| Tekstblok |
Bovendien is het bedrijf voor paardeneigenaren aantrekkelijk als opfokbedrijf als gevolg van de relatieve rust waarin de dieren kunnen worden grootgebracht. Door de komst van de rondweg is deze rust grotendeels verstoord, wat tot uiting zal komen in de belangstelling voor het bedrijf. Dit zal eveneens een waardedrukkend effect hebben.

Reclamant is samenvattend van mening dat de noodzaak voor de onteigening ontbreekt, omdat verzoeker de gevolgen van de aanleg van de rondweg voor het bedrijf van reclamant onvoldoende heeft onderzocht en hiermee niet aan haar onderhandelingsplicht heeft voldaan.

De zienswijze van reclamant 1 geeft Ons aanleiding tot de volgende overwegingen.

Ad 1. Het betoog van reclamant ziet in hoofdzaak op het gevoerde overleg.

Met betrekking tot het gevoerde minnelijk overleg overwegen Wij in het algemeen dat artikel 17 van de onteigeningswet bepaalt dat de onteigenende partij dat wat onteigend moet worden eerst bij minnelijke overeenkomst in eigendom probeert te verkrijgen. Deze bepaling heeft betrekking op de gerechtelijke onteigeningsprocedure. Het minnelijk overleg in de daaraan voorafgaande administratieve onteigeningsprocedure is echter een van de vereisten waaraan door Ons wordt getoetst bij de beoordeling van de noodzaak tot onteigening. Omdat onteigening een uiterste middel is, zijn Wij van oordeel dat hiervan pas gebruik mag worden gemaakt als het minnelijk overleg voor het begin van de administratieve onteigeningsprocedure niet of niet in de gewenste vorm tot overeenstemming heeft geleid.

Gegevens voor het labelen van locaties:
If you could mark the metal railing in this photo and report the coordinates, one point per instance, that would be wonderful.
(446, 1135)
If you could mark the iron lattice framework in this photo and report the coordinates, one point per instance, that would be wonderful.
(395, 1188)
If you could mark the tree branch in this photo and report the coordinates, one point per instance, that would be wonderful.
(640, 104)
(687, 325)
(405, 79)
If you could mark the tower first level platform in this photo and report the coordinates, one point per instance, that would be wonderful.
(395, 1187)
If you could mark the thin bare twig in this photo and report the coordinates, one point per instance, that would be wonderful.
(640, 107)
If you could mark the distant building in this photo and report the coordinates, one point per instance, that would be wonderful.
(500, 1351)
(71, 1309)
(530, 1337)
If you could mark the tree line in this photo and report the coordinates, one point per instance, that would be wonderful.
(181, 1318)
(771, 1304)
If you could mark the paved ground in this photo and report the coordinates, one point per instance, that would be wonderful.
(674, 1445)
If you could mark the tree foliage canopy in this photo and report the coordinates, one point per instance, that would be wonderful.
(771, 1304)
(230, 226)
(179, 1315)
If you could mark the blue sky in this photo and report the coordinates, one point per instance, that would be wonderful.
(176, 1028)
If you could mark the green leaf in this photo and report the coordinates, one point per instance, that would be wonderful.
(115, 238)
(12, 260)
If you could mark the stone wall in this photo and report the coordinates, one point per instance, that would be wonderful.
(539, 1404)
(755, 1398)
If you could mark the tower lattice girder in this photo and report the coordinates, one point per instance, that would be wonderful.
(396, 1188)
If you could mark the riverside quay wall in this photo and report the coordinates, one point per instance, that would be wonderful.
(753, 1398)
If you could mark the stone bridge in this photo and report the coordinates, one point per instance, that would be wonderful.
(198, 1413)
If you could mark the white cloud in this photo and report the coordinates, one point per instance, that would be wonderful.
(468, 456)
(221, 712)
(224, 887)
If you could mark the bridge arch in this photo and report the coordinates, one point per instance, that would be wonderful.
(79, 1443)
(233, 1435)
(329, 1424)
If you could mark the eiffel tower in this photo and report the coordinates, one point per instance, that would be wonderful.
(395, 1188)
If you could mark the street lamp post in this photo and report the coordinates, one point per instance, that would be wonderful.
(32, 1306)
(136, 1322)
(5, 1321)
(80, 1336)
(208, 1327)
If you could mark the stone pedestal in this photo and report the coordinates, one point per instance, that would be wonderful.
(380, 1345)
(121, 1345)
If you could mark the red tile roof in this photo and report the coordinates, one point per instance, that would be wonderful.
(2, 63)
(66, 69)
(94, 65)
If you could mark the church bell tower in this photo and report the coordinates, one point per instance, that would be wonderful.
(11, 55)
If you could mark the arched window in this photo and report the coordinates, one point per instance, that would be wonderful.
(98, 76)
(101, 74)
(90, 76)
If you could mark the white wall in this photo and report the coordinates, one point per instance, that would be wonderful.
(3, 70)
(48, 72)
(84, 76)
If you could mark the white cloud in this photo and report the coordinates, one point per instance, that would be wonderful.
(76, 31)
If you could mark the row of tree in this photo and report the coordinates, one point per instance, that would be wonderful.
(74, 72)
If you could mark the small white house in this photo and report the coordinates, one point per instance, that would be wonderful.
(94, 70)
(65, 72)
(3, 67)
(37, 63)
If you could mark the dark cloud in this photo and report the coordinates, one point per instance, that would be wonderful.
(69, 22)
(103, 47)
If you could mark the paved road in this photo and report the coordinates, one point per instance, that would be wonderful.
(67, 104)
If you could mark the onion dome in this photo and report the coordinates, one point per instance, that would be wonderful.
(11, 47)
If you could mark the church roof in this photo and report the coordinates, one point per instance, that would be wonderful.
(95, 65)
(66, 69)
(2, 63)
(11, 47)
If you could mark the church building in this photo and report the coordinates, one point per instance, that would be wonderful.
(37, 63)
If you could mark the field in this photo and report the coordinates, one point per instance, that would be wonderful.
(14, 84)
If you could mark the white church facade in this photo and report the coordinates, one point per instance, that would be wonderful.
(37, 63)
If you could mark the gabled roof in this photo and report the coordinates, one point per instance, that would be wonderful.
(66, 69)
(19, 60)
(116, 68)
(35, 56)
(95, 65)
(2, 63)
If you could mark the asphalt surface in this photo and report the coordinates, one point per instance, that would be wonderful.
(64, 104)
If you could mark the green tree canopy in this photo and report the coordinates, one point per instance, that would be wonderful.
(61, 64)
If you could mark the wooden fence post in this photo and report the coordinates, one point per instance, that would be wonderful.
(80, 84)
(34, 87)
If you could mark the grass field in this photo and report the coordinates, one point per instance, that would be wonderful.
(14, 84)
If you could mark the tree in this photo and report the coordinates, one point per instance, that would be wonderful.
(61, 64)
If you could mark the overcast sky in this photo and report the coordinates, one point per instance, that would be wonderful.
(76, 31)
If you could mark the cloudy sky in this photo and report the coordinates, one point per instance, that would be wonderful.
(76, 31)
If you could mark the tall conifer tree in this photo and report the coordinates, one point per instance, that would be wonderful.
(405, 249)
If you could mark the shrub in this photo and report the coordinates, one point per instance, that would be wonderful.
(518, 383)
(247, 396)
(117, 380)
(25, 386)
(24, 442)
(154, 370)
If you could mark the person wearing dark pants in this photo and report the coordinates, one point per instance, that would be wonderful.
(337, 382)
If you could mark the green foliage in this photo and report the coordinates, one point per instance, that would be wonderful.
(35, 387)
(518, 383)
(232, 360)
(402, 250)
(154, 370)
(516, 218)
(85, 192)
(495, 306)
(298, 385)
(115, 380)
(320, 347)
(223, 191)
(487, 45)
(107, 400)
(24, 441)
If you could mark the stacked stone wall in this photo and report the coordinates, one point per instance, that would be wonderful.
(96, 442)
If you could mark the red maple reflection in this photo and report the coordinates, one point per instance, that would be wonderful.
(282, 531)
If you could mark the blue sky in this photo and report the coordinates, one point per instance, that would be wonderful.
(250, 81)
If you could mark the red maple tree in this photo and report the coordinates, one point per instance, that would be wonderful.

| Opdracht 1 |
Welk artikel van de onteigeningswet wordt in de tekst over de onteigening genoemd?
| Opdracht 2 |
Geef bij elke uitspraak aan of die klopt met de tekst over de onteigening, en citeer de woorden uit de tekst die de doorslag geven. (a) De rust op het bedrijf is door de rondweg grotendeels verstoord. (b) Artikel 17 heeft betrekking op de administratieve onteigeningsprocedure. (c) Onteigening wordt een uiterste middel genoemd.
| Opdracht 3 |
Pak de tekst over de onteigening alsjeblieft weer op na de laatste zin en schrijf hem verder.
Het materiaal staat los van de tekst over de onteigening.

| Verwacht antwoord 1 |
Artikel 17.

| Verwacht antwoord 2 |
(a) Ja: "Door de komst van de rondweg is deze rust grotendeels verstoord".
(b) Nee: "Deze bepaling heeft betrekking op de gerechtelijke onteigeningsprocedure."
(c) Ja: "Omdat onteigening een uiterste middel is".

| Verwacht antwoord 3 |
Aan deze eis is naar Ons oordeel in het kader van onteigeningen op basis van artikel 78 van de onteigeningswet in beginsel voldaan als voor de datum van het verzoekbesluit met de onderhandelingen over de minnelijke eigendomsverkrijging tijdig een begin is gemaakt en het op het moment van het verzoekbesluit aannemelijk is dat die onderhandelingen tot een redelijk punt zijn voortgezet, maar dat deze voorlopig niet tot vrijwillige eigendomsoverdracht zullen leiden. Daarbij moet het gaan om een concreet en serieus minnelijk overleg. Uitgangspunt daarbij is dat ten tijde van het verzoekbesluit al een formeel schriftelijk aanbod is gedaan.

Anders dan reclamant stelt, zien Wij gelet op de overgelegde stukken en de verstrekte informatie geen reden om te oordelen dat verzoeker geen serieuze onderhandelingen met hem heeft gevoerd. Verzoeker is vanaf 2012 in gesprek met reclamant over de ontpachting van twee gedeelten die nodig zijn voor de aanleg van de rondweg. Er zijn meerdere overlegmomenten geweest en bij brieven van 25 november 2014, 8 december 2015, 15 februari 2016 en 5 april 2016 zijn schriftelijke biedingen uitgebracht. Partijen hebben hierover ten tijde van het verzoek geen overeenstemming kunnen bereiken.

Tijdens de hoorzitting is door reclamant nog naar voren gebracht, dat het juist is dat verzoeker een aantal aanbiedingen heeft gedaan, maar het gaat met name om de vraag of deze aanbiedingen gekwalificeerd kunnen worden als serieuze pogingen. Reclamant is van mening dat dit niet zo is, want dit blijkt uit de hoogte van de schadeloosstelling en uit het feit dat alle exploitatieproblemen worden opgelost door het aanbieden van een koude oversteek.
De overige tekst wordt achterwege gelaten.